**Objective**
Please switch "marker" to "pin" in the items below, starting with the line that contains "the stone ledge" and going on through the end of the items, and give back those lines with nothing else changed. Leave the pictures out of your answer.

**Data for this exercise**
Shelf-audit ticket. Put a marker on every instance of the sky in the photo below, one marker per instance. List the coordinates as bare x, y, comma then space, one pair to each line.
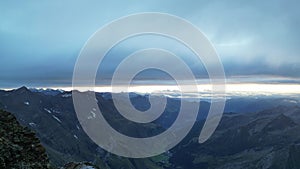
40, 40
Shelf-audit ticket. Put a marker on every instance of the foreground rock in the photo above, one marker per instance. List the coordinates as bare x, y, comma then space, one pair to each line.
19, 147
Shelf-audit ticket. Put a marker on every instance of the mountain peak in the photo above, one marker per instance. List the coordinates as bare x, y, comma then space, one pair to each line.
22, 89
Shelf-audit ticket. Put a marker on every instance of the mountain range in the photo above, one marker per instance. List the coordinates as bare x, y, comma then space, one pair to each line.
258, 132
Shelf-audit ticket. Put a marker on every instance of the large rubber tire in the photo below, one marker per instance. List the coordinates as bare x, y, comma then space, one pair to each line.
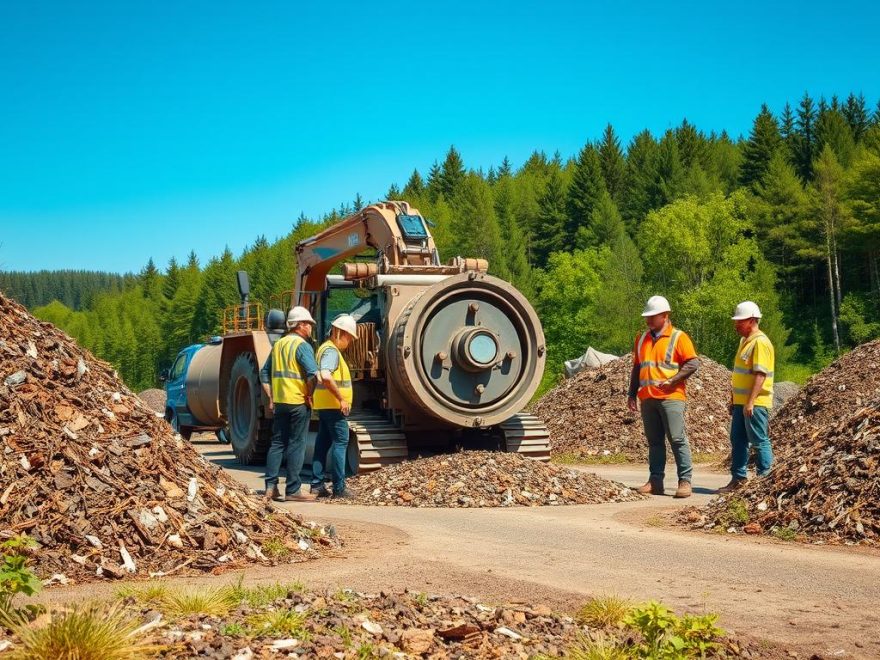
248, 434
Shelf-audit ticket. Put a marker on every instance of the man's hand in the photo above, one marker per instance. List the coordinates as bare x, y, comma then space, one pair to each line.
667, 385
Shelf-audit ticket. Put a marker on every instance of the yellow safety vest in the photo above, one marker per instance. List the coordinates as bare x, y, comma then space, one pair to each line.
753, 355
288, 380
324, 398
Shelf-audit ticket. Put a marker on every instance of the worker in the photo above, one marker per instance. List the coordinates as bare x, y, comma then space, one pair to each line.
333, 399
751, 397
287, 379
663, 359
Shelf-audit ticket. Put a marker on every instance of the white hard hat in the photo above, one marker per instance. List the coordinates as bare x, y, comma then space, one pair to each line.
746, 310
299, 314
346, 323
656, 305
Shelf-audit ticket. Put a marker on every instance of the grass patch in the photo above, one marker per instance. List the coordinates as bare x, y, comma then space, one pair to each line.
784, 533
89, 633
275, 548
572, 458
280, 623
604, 611
208, 602
149, 594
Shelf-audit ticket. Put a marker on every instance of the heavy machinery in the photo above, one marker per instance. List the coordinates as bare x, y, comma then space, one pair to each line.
446, 355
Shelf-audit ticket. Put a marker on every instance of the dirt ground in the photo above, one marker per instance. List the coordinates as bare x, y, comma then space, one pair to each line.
811, 599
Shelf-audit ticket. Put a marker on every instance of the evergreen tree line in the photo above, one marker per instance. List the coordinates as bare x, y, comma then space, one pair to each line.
788, 216
77, 289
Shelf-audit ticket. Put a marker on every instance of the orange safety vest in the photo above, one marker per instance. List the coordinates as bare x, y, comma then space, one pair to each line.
658, 361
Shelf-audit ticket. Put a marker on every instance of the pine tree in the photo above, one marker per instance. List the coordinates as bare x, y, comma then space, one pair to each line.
641, 173
549, 233
415, 187
856, 114
452, 173
587, 185
613, 163
804, 145
759, 149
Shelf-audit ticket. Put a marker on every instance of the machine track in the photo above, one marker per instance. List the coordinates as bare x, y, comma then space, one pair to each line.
379, 442
527, 435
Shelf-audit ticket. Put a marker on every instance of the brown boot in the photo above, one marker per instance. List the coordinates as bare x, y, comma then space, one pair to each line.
653, 487
734, 485
684, 489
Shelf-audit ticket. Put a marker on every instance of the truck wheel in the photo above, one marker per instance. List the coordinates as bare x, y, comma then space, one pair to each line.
250, 441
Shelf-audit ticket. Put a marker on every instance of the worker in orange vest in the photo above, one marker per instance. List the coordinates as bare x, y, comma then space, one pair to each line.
663, 359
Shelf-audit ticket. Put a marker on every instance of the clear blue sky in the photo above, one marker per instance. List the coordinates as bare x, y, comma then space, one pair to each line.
138, 129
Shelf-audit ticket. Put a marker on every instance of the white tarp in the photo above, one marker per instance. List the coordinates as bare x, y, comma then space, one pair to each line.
592, 359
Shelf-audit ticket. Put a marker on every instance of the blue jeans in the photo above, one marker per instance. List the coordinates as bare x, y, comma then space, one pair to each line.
333, 440
664, 418
754, 431
289, 427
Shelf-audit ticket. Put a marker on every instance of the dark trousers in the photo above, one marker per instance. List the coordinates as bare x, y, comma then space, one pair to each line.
333, 439
289, 428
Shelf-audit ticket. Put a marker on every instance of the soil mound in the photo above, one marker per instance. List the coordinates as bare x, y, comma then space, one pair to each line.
101, 483
483, 479
587, 415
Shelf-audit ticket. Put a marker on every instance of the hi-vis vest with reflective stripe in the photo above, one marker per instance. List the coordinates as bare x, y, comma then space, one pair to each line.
753, 355
288, 380
324, 398
657, 362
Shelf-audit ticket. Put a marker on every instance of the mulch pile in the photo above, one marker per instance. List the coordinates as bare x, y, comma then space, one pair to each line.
587, 415
482, 479
154, 400
102, 484
825, 483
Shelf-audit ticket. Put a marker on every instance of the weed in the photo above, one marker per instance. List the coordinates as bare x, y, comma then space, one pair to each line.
280, 623
90, 633
604, 612
210, 602
15, 575
275, 548
784, 533
233, 630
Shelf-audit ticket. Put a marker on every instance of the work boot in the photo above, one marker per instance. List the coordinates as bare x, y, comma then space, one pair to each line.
299, 496
684, 489
653, 486
734, 485
321, 491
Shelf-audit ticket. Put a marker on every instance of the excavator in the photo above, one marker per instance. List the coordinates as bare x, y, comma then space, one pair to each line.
446, 355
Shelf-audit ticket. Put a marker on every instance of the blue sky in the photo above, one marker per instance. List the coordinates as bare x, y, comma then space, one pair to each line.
131, 130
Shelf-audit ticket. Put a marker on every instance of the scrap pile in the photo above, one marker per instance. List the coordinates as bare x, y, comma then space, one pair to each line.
101, 483
483, 479
844, 386
825, 489
154, 399
587, 415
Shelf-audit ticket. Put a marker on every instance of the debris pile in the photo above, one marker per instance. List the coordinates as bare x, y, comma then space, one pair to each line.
587, 415
154, 400
483, 479
826, 489
102, 484
844, 386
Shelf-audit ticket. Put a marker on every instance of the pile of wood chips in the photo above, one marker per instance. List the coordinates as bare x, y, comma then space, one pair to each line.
103, 485
587, 415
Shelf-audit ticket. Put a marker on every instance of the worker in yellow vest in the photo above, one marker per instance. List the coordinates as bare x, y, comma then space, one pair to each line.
333, 398
751, 397
663, 359
286, 379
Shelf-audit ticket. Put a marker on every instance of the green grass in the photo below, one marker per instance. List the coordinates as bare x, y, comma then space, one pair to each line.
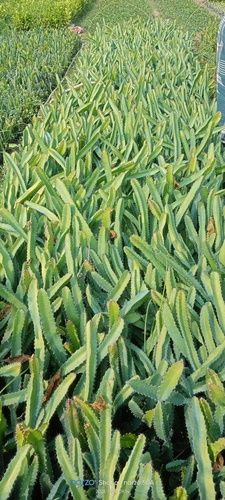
114, 11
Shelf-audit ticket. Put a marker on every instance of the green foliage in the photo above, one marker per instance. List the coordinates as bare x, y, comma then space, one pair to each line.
112, 280
29, 14
29, 65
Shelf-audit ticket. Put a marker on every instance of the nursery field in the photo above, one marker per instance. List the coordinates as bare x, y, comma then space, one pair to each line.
112, 291
36, 46
112, 254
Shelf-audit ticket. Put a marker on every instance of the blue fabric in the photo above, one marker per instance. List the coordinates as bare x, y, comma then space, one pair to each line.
221, 71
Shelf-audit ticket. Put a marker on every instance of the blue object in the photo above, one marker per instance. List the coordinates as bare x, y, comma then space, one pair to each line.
221, 71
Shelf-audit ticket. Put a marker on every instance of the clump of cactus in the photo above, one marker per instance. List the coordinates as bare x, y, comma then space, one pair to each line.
112, 294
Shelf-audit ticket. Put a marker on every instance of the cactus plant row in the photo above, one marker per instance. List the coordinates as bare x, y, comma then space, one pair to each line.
112, 293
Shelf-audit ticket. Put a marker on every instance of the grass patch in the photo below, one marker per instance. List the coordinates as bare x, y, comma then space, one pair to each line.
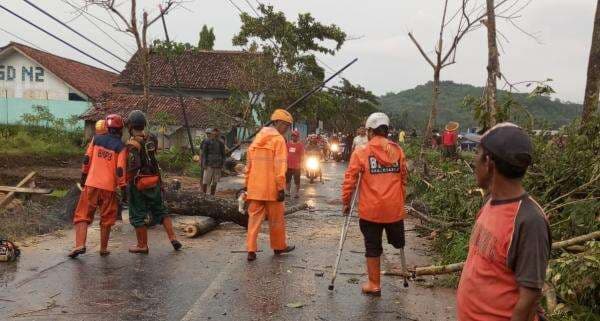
41, 142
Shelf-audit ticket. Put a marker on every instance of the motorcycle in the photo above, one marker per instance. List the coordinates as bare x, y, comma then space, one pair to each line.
313, 168
337, 151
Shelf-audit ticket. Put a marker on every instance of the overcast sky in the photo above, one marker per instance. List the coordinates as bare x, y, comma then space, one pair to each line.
388, 61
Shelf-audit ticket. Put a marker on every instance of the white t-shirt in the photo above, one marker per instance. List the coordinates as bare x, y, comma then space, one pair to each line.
359, 141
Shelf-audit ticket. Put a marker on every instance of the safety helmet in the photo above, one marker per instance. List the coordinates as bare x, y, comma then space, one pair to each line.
136, 118
101, 127
114, 121
377, 119
283, 115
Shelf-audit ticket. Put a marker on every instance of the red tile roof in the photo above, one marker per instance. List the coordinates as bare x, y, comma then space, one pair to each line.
199, 70
201, 113
90, 81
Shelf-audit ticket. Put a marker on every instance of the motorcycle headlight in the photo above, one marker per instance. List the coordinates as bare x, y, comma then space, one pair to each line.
312, 163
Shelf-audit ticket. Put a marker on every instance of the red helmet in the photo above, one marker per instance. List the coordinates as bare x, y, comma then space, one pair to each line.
114, 121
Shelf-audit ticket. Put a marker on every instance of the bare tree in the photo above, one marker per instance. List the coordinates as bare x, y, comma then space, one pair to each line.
493, 67
129, 23
592, 88
468, 17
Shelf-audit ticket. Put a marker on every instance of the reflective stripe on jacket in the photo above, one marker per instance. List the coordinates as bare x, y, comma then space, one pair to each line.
105, 163
382, 188
267, 165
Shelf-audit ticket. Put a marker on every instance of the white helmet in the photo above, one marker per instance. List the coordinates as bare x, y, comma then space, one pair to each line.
377, 119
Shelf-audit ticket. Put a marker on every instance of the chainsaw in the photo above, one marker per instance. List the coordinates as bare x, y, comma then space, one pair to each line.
9, 252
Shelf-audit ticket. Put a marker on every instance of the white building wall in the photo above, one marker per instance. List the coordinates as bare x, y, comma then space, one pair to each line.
21, 77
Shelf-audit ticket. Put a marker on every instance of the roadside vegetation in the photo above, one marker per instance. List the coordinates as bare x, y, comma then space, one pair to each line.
40, 135
564, 179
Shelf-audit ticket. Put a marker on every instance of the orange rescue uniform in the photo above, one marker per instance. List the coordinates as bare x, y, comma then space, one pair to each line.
104, 164
265, 177
382, 188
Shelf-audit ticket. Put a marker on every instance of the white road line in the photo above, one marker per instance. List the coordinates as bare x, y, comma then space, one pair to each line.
195, 312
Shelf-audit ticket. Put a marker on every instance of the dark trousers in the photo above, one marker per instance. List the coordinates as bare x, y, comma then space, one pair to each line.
373, 234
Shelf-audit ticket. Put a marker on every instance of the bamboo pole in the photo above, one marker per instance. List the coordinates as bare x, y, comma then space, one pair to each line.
457, 267
10, 196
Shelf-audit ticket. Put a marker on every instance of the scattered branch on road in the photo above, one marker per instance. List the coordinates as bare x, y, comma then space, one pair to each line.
457, 267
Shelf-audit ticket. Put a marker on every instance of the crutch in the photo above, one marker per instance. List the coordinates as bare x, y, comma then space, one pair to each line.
404, 269
344, 233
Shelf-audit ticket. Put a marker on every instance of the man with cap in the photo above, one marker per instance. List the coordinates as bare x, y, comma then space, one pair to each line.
103, 174
295, 150
146, 207
213, 158
510, 243
381, 166
265, 184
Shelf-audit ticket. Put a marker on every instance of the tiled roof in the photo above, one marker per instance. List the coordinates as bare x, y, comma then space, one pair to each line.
91, 81
201, 113
199, 70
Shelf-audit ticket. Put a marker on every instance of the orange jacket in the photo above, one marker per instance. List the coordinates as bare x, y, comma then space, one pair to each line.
382, 188
105, 162
267, 164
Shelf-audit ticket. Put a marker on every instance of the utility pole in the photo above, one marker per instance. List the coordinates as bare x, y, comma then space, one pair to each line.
177, 87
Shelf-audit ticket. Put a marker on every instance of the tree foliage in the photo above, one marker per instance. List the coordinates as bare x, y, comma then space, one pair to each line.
207, 38
292, 44
289, 67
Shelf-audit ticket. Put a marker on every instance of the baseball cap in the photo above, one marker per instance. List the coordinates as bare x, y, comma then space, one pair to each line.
508, 142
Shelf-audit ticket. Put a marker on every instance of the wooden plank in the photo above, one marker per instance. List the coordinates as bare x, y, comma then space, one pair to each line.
9, 197
26, 190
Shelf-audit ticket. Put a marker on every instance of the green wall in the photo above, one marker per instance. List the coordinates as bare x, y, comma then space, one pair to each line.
11, 109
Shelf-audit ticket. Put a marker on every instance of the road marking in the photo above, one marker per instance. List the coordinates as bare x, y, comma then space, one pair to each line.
195, 312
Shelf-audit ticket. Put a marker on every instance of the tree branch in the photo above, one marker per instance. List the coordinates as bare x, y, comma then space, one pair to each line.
421, 50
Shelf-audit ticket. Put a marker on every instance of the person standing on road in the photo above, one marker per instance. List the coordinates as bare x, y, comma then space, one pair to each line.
146, 206
510, 244
401, 137
213, 158
102, 175
449, 140
265, 184
295, 150
361, 139
382, 166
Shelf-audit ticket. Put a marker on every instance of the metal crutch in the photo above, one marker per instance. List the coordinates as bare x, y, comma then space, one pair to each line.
344, 233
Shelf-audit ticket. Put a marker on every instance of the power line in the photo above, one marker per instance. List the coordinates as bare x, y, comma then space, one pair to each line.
59, 39
12, 34
85, 15
73, 30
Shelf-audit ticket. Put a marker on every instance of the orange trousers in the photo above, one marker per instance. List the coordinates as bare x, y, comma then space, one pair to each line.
274, 211
95, 198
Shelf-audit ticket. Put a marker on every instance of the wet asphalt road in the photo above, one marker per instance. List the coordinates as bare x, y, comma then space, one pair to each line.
210, 280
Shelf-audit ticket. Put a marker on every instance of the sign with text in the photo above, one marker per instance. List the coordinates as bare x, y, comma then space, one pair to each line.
30, 73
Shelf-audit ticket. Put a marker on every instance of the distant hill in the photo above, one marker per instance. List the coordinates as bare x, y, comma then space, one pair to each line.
410, 108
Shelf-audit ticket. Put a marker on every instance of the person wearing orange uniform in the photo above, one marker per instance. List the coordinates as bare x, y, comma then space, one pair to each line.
265, 184
103, 174
100, 127
382, 168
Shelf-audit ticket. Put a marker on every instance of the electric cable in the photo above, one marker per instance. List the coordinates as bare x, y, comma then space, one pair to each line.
59, 39
73, 30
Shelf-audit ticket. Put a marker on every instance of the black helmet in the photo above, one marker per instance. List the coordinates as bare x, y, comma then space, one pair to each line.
136, 118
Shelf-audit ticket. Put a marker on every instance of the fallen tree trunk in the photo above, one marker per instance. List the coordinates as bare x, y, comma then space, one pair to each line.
457, 267
221, 209
412, 211
197, 226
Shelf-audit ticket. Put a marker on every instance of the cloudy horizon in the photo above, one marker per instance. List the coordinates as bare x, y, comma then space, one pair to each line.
388, 61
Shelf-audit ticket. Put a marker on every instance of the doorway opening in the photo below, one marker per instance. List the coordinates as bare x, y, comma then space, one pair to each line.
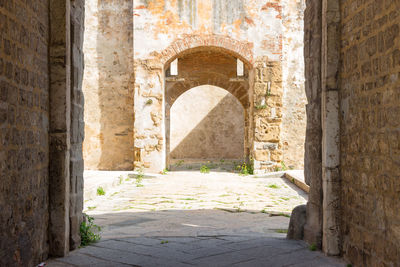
206, 127
207, 108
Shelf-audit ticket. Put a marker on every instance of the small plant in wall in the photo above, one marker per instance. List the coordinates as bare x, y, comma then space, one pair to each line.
204, 169
246, 169
282, 167
89, 231
258, 107
100, 191
139, 178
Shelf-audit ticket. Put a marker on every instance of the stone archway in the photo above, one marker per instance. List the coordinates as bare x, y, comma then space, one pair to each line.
207, 66
206, 125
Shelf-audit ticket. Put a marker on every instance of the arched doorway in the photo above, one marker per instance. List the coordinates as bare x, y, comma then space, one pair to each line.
206, 125
213, 67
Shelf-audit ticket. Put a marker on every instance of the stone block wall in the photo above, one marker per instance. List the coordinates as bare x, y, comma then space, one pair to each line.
313, 142
121, 77
294, 101
370, 136
207, 123
77, 121
24, 126
108, 85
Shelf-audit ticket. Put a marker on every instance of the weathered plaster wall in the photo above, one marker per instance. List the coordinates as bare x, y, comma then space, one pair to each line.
370, 136
120, 75
24, 126
207, 122
108, 85
294, 95
252, 30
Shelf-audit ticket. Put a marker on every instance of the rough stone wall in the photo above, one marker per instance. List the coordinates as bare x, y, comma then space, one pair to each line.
294, 97
313, 143
251, 30
24, 125
260, 33
370, 135
77, 123
207, 122
267, 106
107, 86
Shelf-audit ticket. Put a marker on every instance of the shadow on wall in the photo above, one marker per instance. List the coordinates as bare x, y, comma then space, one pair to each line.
204, 128
115, 64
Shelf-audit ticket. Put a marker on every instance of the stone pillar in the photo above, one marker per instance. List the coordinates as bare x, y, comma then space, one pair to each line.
330, 127
60, 120
77, 121
267, 116
149, 124
313, 143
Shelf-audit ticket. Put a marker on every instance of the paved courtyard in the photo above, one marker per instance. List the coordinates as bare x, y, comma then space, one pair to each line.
193, 219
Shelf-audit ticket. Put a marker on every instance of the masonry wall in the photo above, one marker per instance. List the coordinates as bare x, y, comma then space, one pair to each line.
120, 75
108, 85
24, 126
370, 133
294, 97
313, 142
207, 122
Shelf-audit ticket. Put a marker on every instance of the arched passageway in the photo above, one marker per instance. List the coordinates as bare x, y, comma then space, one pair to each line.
207, 68
206, 124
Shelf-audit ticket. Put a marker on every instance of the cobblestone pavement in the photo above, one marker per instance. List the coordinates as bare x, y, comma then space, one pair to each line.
194, 190
193, 219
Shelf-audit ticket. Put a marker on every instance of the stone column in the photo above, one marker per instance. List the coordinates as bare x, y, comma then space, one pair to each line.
330, 127
149, 135
267, 116
60, 119
77, 121
313, 143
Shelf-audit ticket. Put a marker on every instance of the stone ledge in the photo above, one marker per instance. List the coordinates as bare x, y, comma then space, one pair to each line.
297, 178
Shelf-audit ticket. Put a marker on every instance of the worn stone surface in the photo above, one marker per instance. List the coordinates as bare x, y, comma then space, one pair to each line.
251, 31
207, 122
192, 190
204, 237
24, 127
297, 222
369, 100
108, 85
77, 121
294, 117
313, 143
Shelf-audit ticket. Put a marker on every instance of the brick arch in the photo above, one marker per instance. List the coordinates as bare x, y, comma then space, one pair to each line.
192, 43
238, 89
207, 67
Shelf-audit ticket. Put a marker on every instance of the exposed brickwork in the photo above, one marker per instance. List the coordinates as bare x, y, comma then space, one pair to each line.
240, 49
370, 135
24, 122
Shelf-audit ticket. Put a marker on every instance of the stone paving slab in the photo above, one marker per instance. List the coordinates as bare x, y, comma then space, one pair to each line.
171, 233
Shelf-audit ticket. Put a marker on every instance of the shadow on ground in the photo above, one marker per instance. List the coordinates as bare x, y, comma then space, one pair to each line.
194, 238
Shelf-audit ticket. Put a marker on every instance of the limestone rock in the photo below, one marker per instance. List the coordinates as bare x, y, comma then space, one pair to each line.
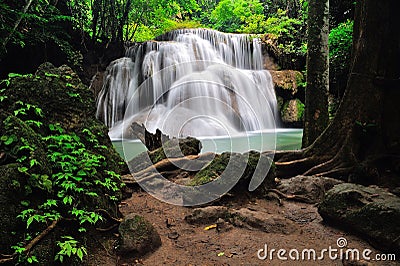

**Reply to the task**
Shelf-audit ticket. Put a pin on every instance of the stone ledge in the photo above, one pin per instance. List the coordinates as bare x, y, comma then space, one pair to each line.
297, 178
Shelf-audit ticket. Put a pin on every instance of the worn stone surface in the photo above, one pin per instance. List the coordinates as bare x, y, comma then space, one pair to each line.
251, 31
207, 122
192, 190
204, 237
24, 127
297, 222
369, 100
108, 85
77, 121
294, 117
313, 143
Shelf-audit ticket. Put a pin on every instance of the brick arch in the photo above, one pin per instance. List the coordinates as bare x, y, comma then space, one pair to each line.
192, 43
238, 89
207, 67
Shelf-audit ticket. Put a pin on every instance of the exposed brickwork in the photo above, one pin per instance. List the coordinates as bare x, y, comma then space, one pair to each line.
240, 49
370, 135
24, 122
Shelf-audit ticket. Put a pin on every instance of the stone paving slab in the photo above, one pin per instance. List the coordinates as bare x, y, comma then space, one pair to each line.
171, 233
Shelf-audit ticket. Put a pin on every instance of the shadow on ground in the photo above, one pin per instance. List the coordinates as bare x, y, comma then space, one pair to each line.
194, 238
Shelf-audit ticket. Put a pin on every instance of the limestone rock in the photo below, one pin per instance. List the coordinates as bare x, y, comma then space, one pair to each line.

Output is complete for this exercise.